Reproduce all of the lines below, switching every "Target" to "Object" and leaving everything else unchanged. Omit the pictures from your answer.

** Start **

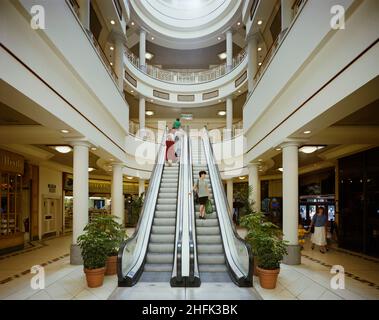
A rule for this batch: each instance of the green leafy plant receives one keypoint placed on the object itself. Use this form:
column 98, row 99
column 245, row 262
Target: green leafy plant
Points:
column 114, row 231
column 93, row 244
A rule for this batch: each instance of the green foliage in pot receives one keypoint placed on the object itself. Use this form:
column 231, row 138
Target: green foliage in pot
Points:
column 114, row 231
column 93, row 244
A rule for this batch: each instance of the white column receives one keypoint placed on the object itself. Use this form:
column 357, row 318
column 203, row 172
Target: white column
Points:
column 229, row 116
column 142, row 103
column 229, row 50
column 84, row 13
column 255, row 184
column 142, row 50
column 290, row 202
column 119, row 62
column 117, row 195
column 286, row 12
column 141, row 186
column 229, row 192
column 252, row 66
column 80, row 197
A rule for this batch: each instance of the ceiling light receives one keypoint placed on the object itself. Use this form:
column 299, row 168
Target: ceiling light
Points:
column 149, row 55
column 310, row 149
column 222, row 55
column 63, row 149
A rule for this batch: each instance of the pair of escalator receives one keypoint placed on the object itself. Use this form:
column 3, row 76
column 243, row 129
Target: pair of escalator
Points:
column 171, row 243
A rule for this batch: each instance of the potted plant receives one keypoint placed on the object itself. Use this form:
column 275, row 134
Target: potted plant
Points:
column 115, row 235
column 270, row 249
column 93, row 245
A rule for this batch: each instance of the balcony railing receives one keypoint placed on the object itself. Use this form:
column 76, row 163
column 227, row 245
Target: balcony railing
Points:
column 186, row 77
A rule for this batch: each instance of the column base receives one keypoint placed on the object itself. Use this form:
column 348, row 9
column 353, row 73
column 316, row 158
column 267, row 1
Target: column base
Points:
column 293, row 256
column 75, row 255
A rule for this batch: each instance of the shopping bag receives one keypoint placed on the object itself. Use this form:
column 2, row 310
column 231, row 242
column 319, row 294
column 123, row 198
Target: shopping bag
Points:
column 208, row 207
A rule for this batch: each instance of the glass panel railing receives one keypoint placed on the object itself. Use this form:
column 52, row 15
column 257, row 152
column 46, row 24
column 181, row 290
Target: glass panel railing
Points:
column 131, row 255
column 237, row 251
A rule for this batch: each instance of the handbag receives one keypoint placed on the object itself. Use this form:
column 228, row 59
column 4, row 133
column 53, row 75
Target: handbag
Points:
column 208, row 207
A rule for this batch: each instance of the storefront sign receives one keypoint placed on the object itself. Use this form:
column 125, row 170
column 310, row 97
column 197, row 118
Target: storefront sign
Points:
column 11, row 162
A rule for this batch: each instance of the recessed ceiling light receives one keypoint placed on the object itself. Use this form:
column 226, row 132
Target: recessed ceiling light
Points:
column 310, row 149
column 222, row 55
column 63, row 149
column 149, row 55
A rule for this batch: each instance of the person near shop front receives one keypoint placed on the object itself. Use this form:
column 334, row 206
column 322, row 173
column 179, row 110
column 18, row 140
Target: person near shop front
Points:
column 319, row 223
column 201, row 188
column 170, row 149
column 176, row 125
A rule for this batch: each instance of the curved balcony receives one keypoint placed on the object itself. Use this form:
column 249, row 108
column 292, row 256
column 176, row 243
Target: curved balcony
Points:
column 186, row 77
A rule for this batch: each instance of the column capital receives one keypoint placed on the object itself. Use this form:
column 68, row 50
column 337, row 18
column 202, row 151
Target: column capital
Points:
column 79, row 142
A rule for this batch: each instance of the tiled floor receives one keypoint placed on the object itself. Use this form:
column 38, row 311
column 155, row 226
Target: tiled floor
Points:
column 310, row 280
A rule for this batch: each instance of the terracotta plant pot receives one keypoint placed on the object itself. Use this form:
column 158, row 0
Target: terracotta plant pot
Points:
column 95, row 277
column 111, row 266
column 268, row 278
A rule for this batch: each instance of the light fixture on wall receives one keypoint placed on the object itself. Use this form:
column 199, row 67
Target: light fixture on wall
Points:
column 149, row 55
column 222, row 56
column 310, row 149
column 63, row 149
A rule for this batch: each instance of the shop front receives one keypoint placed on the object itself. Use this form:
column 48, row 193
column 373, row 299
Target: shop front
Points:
column 11, row 213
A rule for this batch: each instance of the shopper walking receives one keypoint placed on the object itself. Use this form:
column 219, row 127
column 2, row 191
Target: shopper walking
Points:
column 170, row 149
column 319, row 225
column 201, row 188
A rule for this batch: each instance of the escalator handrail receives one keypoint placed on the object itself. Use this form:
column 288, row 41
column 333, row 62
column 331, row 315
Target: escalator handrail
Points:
column 216, row 181
column 176, row 277
column 194, row 268
column 147, row 211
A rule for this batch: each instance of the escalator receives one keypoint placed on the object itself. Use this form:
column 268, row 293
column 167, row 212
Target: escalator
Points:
column 149, row 255
column 222, row 255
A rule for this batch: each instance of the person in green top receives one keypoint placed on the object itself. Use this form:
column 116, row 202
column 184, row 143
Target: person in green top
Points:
column 176, row 125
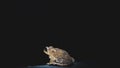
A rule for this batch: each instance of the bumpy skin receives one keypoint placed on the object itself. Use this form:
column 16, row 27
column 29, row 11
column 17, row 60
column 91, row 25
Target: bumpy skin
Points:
column 58, row 56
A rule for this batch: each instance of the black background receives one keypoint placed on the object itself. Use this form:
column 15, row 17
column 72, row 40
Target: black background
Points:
column 31, row 7
column 26, row 44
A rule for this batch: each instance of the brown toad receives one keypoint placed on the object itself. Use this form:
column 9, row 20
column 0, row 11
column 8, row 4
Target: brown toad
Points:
column 58, row 56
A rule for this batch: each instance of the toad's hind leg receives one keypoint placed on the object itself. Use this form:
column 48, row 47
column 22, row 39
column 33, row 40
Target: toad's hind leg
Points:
column 51, row 62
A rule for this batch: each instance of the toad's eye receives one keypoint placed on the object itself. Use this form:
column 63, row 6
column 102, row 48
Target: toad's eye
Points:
column 53, row 50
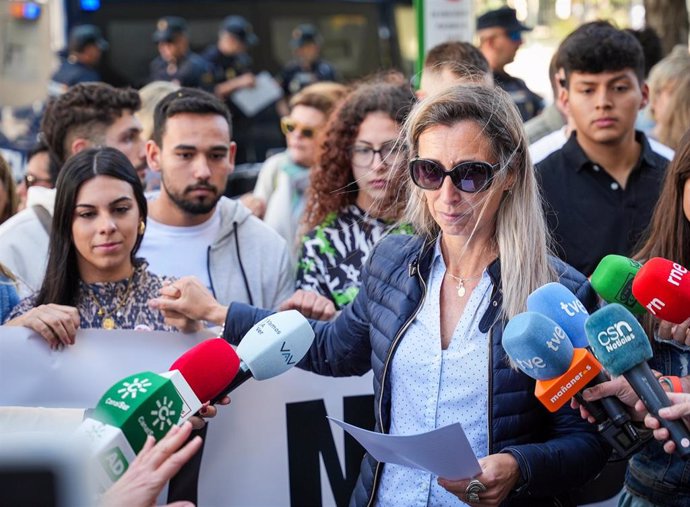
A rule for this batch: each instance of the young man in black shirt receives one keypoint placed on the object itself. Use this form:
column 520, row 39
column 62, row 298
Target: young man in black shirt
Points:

** End **

Result >>
A rule for this batch: each instance of the green leafy plant receives one keypoint placed on the object itself. Use this form:
column 98, row 99
column 245, row 262
Object: green leafy plant
Points:
column 114, row 231
column 93, row 244
A rule for this batch: each instance of the green foliage in pot receives one keypoint placed on the object itself. Use this form:
column 231, row 138
Object: green foliage in pot
Points:
column 114, row 231
column 93, row 244
A rule for this batch: each instance of the white column receives one keypoint placed on the object itself. Use this form:
column 357, row 318
column 203, row 172
Object: white column
Points:
column 229, row 116
column 142, row 103
column 229, row 50
column 84, row 13
column 255, row 184
column 142, row 50
column 290, row 202
column 119, row 62
column 117, row 195
column 286, row 12
column 141, row 186
column 229, row 192
column 252, row 66
column 80, row 197
A rule for this batch: each instance of the ceiling light receives one keypoint placed on the object itself. Use this form:
column 299, row 168
Object: ceiling light
Points:
column 149, row 55
column 310, row 149
column 222, row 55
column 63, row 149
A rule for this batch: each instance of the pair of escalator receives one keypoint placed on the object itself. Use this form:
column 3, row 76
column 243, row 129
Object: pair of escalator
Points:
column 171, row 243
A rule for this batch: each instance of the potted plant receives one keypoint placed on the object itself. Use this form:
column 275, row 134
Object: potted plant
Points:
column 115, row 235
column 270, row 249
column 93, row 245
A rule for this batch: each instance of the balcony railing receives one keypoint placed on the object itself. Use this form:
column 76, row 163
column 227, row 245
Object: balcony railing
Points:
column 186, row 77
A rule for this batch: each instance of the column base receives one keypoint placed on the object itself. Use this form:
column 348, row 9
column 353, row 73
column 316, row 158
column 267, row 1
Object: column base
Points:
column 293, row 256
column 75, row 255
A rule for this batch: each instance of the shopping bag receives one keypoint placed on the object itself. Use this form:
column 2, row 310
column 231, row 242
column 319, row 294
column 123, row 198
Object: shopping bag
Points:
column 208, row 207
A rule for this batch: each instance of the glass panel railing receives one keypoint placed on the object itself. Use this form:
column 52, row 15
column 257, row 152
column 46, row 24
column 181, row 290
Object: glass panel railing
Points:
column 131, row 255
column 237, row 251
A rule for this batch: each instance of the handbag receives one keypoint placed on the object itself. Use this form:
column 228, row 59
column 4, row 133
column 53, row 75
Object: handbag
Points:
column 208, row 207
A rule for this batch: each instance of the storefront sign receives one keypoint placed on the object itself. Use this form:
column 125, row 170
column 310, row 97
column 197, row 118
Object: storefront sign
Points:
column 11, row 162
A rule for this batch: each instance of the recessed ceiling light receives one keypoint placed on the object itself. Use this form:
column 226, row 132
Object: recessed ceiling light
Points:
column 310, row 149
column 222, row 55
column 63, row 149
column 149, row 55
A rule for this batch: each instance of the person near shop front receives one keypoint placed on the object itself. Use this form:
column 334, row 206
column 322, row 173
column 179, row 110
column 18, row 140
Object: person near shop front
Points:
column 319, row 223
column 201, row 188
column 170, row 149
column 176, row 125
A rule for this batch: each instance of the curved balcony receives one keypoint placed on the object itself. Use this form:
column 249, row 108
column 292, row 256
column 176, row 243
Object: curved balcony
Points:
column 186, row 77
A rule for this batch: each instance of the column capital receives one keypoint placed on the object itself. Use this form:
column 68, row 50
column 337, row 18
column 202, row 151
Object: column capital
Points:
column 79, row 142
A rule for this batch: each instance of the tiled floor receives one keypoint placed on the object itself. Use this form:
column 38, row 311
column 155, row 226
Object: tiled floor
Points:
column 310, row 280
A rule for this batch: each instance of the terracotta plant pot receives one keypoint placed on the object itself. Use this form:
column 158, row 0
Object: terracotta plant pot
Points:
column 95, row 277
column 111, row 266
column 268, row 278
A rule for this batch: each instance of the light fixture on wall receives one keypoint placed on the object itself. Use this form:
column 199, row 67
Object: light fixture on wall
Points:
column 149, row 55
column 222, row 56
column 310, row 149
column 63, row 149
A rule for this batch: each instance of the shop front receives one keypoint placed on the object itself. Use this form:
column 48, row 193
column 373, row 299
Object: shop front
Points:
column 11, row 213
A rule for this batch: each instance of the shopper walking receives one keypoint placed on the object itself. Use this form:
column 219, row 127
column 2, row 191
Object: shopper walking
Points:
column 170, row 149
column 319, row 225
column 201, row 188
A rule for this batch: each instance of the escalator handrail receives one keypoint placed on the object itself. Use this form:
column 288, row 41
column 333, row 62
column 331, row 315
Object: escalator handrail
Points:
column 216, row 181
column 176, row 277
column 194, row 268
column 147, row 211
A rule for this batch: each instance of the escalator receives one keypoint placed on the object itself. Use this form:
column 268, row 293
column 167, row 212
Object: escalator
Points:
column 149, row 255
column 222, row 255
A rule for this batch: each instance of the person in green top receives one keypoint placed on the object itself. Use this form:
column 116, row 202
column 184, row 143
Object: person in green top
Points:
column 176, row 125
A rule for this batch: each instance of the bumpy skin receives one keypoint placed on the object itself. Use this form:
column 16, row 27
column 29, row 11
column 17, row 60
column 91, row 25
Object: bumpy skin
Points:
column 58, row 56
A rule for this batch: each instance of the black background receives one keypoint placed on the object itself. Use this form:
column 15, row 17
column 72, row 40
Object: black background
Points:
column 31, row 7
column 26, row 44
A rule for this batch: each instance of the brown toad receives one keypoint placed on the object itself. Use this form:
column 9, row 20
column 0, row 11
column 8, row 4
Object: brown toad
Points:
column 58, row 56
A rule for this batch: each instance of the toad's hind leg receives one keypoint placed on the object itself. Use this form:
column 48, row 47
column 22, row 39
column 33, row 40
Object: toad's hind leg
Points:
column 51, row 62
A rule for this batch: each instance of the toad's eye receives one keypoint placed on the object itself. Use this form:
column 63, row 6
column 102, row 48
Object: toad's eye
Points:
column 53, row 50
A rule for this batch: each instance of the young man in black shirt receives one keypoint placed on the object itself. Use this form:
column 520, row 39
column 62, row 298
Object: young man in black shirt
Points:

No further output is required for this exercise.